Aim of the task:
Produce as output only the lines below starting at the line with "Target: blue sky" and continuing through the line with "Target: grass path", each one exactly as written.

Listed records:
————————

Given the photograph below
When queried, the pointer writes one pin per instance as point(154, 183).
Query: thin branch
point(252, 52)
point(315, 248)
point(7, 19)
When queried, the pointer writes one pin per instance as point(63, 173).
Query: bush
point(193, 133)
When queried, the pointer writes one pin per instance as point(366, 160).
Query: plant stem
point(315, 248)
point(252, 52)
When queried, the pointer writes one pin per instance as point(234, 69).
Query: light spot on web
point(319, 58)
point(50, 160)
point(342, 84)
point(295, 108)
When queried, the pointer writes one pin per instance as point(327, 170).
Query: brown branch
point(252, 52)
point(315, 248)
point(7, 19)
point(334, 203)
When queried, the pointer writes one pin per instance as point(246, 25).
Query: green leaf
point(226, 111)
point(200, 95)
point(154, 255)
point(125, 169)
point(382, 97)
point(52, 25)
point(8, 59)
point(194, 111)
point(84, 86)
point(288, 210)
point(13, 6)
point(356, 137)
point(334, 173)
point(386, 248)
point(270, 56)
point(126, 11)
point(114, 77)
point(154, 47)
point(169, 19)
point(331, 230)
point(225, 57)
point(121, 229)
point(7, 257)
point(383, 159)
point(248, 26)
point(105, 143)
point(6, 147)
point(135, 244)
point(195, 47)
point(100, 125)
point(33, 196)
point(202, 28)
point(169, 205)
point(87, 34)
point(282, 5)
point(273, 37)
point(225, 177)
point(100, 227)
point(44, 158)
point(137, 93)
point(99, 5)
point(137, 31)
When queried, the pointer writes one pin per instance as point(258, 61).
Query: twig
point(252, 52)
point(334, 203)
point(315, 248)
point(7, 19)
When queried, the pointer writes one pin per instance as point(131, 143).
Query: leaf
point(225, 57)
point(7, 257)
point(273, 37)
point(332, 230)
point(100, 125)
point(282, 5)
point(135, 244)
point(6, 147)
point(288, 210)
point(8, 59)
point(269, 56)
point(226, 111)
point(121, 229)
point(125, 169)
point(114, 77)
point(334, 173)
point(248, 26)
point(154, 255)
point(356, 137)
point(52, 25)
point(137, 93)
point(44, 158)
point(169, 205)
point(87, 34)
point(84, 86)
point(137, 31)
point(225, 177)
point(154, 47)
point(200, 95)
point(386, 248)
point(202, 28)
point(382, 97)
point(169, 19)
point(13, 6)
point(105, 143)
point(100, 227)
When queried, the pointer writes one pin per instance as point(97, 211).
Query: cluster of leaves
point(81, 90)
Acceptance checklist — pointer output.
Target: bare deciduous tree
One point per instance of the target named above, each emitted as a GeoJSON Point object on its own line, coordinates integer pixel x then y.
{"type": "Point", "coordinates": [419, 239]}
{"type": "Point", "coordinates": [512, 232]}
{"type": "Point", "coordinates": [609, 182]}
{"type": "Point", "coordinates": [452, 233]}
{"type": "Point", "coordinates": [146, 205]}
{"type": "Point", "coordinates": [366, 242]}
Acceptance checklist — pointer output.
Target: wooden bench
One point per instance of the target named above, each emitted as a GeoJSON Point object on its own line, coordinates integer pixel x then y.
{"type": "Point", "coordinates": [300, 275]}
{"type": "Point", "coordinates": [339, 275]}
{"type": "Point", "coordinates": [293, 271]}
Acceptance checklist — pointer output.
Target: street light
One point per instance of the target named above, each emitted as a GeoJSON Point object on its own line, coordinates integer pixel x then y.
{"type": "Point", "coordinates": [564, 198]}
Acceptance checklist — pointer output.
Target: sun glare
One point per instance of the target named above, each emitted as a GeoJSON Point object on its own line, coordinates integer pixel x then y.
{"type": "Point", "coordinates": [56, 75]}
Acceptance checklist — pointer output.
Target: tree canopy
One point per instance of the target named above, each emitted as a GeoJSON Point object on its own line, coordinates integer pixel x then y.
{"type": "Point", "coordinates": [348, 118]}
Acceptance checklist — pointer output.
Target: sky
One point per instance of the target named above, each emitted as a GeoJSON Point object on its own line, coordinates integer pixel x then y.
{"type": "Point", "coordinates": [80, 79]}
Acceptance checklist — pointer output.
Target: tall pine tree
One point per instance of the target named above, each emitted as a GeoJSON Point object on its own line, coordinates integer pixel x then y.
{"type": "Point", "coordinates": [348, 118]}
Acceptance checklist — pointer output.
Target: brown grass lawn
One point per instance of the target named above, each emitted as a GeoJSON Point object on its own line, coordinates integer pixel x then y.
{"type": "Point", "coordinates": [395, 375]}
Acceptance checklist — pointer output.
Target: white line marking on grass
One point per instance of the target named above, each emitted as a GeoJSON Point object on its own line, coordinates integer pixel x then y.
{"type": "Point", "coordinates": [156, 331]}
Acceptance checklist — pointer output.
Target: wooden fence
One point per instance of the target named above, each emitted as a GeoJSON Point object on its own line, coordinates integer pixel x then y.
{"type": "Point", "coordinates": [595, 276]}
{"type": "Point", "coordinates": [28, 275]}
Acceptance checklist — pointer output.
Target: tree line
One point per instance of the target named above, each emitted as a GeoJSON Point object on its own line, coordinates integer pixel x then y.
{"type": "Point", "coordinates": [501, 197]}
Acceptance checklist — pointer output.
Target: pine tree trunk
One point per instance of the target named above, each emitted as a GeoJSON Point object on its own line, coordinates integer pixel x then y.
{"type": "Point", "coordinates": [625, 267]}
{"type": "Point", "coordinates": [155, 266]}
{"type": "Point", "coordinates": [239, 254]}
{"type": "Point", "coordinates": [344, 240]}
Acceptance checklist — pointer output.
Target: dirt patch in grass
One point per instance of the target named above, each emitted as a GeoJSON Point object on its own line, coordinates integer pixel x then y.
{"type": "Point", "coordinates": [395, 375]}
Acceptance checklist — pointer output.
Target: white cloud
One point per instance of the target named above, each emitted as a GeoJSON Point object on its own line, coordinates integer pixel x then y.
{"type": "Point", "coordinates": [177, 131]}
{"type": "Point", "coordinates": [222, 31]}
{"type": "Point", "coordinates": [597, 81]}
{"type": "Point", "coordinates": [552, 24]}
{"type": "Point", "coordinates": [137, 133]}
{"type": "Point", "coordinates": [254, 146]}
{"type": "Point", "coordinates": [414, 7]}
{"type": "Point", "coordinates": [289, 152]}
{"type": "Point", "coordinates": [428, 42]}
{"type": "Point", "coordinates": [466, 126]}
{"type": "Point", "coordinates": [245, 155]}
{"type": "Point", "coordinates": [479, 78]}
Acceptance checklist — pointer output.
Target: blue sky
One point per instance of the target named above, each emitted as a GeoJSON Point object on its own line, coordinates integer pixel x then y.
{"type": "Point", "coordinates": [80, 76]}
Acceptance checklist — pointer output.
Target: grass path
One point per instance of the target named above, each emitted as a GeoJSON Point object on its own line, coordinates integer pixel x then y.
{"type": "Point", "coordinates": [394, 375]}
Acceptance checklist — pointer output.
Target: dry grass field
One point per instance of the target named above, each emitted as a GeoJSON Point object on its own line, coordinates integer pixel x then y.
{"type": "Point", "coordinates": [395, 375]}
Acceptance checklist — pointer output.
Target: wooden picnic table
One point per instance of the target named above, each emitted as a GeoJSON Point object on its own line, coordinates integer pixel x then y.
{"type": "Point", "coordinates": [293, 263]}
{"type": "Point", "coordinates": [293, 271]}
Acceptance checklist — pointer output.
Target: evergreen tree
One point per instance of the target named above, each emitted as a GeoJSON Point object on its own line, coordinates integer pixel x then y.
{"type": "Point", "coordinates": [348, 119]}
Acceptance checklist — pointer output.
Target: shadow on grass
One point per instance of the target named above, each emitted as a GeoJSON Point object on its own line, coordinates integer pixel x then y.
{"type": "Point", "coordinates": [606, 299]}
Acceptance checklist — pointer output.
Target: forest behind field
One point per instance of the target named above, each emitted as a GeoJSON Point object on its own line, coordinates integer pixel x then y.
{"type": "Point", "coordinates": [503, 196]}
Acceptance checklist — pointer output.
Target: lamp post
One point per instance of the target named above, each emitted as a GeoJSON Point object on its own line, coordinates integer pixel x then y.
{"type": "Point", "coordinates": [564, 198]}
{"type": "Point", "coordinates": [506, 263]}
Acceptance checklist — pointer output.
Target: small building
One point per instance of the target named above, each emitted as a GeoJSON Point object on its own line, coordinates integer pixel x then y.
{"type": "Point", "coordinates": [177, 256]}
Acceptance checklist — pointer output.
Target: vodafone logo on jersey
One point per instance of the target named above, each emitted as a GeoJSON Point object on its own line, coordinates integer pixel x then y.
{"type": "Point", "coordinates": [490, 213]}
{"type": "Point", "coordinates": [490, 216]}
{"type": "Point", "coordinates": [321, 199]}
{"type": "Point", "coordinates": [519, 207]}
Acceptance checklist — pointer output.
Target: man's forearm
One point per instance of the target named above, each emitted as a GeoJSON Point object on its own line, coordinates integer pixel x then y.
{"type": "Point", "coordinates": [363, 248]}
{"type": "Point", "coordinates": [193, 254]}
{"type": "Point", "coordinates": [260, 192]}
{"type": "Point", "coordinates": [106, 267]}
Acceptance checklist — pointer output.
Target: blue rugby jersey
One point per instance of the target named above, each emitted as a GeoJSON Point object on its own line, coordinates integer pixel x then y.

————————

Answer:
Target: blue sky
One point per instance of the target named above, each emitted as a GeoJSON Point object on its own line, coordinates integer pixel x then y.
{"type": "Point", "coordinates": [80, 76]}
Acceptance checklist — pointer output.
Target: grass path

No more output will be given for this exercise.